[Start of DATA TO PROCESS]
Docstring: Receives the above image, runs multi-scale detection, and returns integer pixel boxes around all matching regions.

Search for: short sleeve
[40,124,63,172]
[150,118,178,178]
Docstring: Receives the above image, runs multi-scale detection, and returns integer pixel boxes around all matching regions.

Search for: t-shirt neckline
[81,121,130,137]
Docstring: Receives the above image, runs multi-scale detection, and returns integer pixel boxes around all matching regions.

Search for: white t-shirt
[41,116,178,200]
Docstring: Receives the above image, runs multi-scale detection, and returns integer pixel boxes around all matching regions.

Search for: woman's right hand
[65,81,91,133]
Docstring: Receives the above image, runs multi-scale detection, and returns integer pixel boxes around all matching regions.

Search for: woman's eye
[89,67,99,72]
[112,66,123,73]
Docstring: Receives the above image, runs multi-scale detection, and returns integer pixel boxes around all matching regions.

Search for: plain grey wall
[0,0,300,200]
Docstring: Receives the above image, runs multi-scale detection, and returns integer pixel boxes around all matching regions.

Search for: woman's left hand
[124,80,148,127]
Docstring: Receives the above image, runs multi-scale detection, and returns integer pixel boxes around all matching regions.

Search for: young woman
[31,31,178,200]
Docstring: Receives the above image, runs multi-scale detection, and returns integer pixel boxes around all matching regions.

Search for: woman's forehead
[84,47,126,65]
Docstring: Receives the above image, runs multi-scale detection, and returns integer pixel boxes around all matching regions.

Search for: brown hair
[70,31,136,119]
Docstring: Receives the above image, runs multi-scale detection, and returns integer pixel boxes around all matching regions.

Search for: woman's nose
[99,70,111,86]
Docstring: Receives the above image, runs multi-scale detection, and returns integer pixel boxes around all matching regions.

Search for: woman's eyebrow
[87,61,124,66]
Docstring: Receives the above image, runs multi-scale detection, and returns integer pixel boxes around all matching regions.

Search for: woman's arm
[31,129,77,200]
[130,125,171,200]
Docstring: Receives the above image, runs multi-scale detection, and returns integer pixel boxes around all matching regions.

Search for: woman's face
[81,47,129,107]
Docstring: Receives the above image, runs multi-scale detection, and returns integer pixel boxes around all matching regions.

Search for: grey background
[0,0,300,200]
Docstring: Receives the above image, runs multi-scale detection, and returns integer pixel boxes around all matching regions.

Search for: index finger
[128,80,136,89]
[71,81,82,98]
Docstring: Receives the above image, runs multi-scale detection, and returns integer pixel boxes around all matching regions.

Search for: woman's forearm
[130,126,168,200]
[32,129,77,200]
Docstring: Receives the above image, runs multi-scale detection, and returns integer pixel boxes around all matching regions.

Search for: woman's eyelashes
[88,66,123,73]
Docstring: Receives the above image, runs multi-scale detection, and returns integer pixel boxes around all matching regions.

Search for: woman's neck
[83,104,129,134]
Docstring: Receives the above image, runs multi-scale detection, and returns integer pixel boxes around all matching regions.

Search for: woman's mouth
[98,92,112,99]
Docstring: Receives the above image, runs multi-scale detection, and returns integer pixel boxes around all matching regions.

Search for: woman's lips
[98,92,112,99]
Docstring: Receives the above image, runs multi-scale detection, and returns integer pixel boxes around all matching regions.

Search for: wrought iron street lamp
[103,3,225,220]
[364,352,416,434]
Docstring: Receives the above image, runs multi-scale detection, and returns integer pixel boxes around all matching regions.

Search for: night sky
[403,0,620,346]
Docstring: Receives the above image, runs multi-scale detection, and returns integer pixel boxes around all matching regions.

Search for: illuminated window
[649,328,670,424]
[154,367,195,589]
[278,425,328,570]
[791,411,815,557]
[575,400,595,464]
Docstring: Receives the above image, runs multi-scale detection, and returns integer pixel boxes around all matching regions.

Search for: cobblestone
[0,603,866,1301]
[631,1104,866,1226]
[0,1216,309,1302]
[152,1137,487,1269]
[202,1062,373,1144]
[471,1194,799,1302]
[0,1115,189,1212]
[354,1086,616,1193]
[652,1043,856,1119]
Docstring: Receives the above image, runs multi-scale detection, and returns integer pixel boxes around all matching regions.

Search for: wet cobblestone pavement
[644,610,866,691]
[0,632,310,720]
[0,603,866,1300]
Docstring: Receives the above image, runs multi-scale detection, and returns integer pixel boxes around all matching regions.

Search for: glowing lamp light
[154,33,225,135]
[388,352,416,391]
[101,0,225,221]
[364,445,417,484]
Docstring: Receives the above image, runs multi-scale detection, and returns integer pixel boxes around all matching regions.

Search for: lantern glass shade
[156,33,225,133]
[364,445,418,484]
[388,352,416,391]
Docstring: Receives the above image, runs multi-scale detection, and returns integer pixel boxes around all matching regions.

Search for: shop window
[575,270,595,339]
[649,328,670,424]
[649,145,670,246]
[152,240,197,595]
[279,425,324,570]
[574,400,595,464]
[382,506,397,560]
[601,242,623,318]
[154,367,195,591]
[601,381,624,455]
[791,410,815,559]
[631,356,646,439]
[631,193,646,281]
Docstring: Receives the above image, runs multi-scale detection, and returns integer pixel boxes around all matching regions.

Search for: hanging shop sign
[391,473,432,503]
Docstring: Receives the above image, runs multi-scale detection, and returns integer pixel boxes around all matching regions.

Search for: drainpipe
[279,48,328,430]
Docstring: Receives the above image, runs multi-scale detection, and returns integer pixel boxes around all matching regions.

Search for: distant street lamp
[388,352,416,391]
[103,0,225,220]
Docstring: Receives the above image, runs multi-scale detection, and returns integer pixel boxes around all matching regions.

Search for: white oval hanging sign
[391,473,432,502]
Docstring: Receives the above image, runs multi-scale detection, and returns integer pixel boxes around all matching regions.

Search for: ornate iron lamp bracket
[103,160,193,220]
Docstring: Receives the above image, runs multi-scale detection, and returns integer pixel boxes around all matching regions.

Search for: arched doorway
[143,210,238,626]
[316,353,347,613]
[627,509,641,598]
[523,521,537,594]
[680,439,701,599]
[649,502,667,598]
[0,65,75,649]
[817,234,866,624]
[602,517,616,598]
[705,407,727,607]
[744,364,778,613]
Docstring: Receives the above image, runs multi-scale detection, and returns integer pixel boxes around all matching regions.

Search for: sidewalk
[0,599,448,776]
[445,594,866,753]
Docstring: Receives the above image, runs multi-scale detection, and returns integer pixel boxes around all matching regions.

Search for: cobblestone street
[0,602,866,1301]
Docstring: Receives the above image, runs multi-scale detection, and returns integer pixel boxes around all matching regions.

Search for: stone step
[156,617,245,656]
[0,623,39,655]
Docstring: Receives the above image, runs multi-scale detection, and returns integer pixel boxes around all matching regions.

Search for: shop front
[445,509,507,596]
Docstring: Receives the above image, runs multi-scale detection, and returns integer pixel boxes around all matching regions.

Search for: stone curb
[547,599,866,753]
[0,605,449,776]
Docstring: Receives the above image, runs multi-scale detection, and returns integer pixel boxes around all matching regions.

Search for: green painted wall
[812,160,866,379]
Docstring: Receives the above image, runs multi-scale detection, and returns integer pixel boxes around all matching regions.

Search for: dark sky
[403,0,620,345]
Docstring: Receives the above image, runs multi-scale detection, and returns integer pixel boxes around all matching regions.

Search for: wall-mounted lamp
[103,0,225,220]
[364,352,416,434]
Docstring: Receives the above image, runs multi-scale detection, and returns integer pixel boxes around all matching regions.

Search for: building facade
[End of DATA TO PROCESS]
Return the lines from the first line of the items up to and including the line with "[31,31,178,200]", copying each one exactly.

Docstring: Receives the above image, runs multi-scale detection, and returns integer pixel boxes around all matching regions.

Search for: short sleeve
[40,124,63,172]
[150,118,178,178]
Docstring: Receives the above image, runs multi-scale detection, and returns integer pixel boxes around all matching regions.

Search for: t-shirt neckline
[81,121,130,137]
Docstring: Receives the above image, runs multi-scale detection, and returns integer pixel boxes around all matching regions.

Search for: white t-shirt
[41,116,178,200]
Docstring: Receives the above image, runs multi-scale detection, and returns integer pixel boxes around all matching regions.

Search for: woman's right hand
[65,81,91,133]
Docstring: Receives the above image, runs multi-scale detection, and returns integer pixel boxes around all matching regions.

Search for: woman's eye
[89,67,99,72]
[112,66,123,73]
Docstring: Receives the above image, runs multi-scale detection, and returns integer pixel boxes around all matching regions.

Search for: plain grey wall
[0,0,300,200]
Docstring: Receives the above image, runs multi-scale detection, and returns integer pixel boxes around all matching regions.

Search for: woman's left hand
[124,80,148,127]
Docstring: Receives the above image, runs multi-scale detection, and returns integer pixel boxes around all matching regions.

Search for: young woman
[31,31,178,200]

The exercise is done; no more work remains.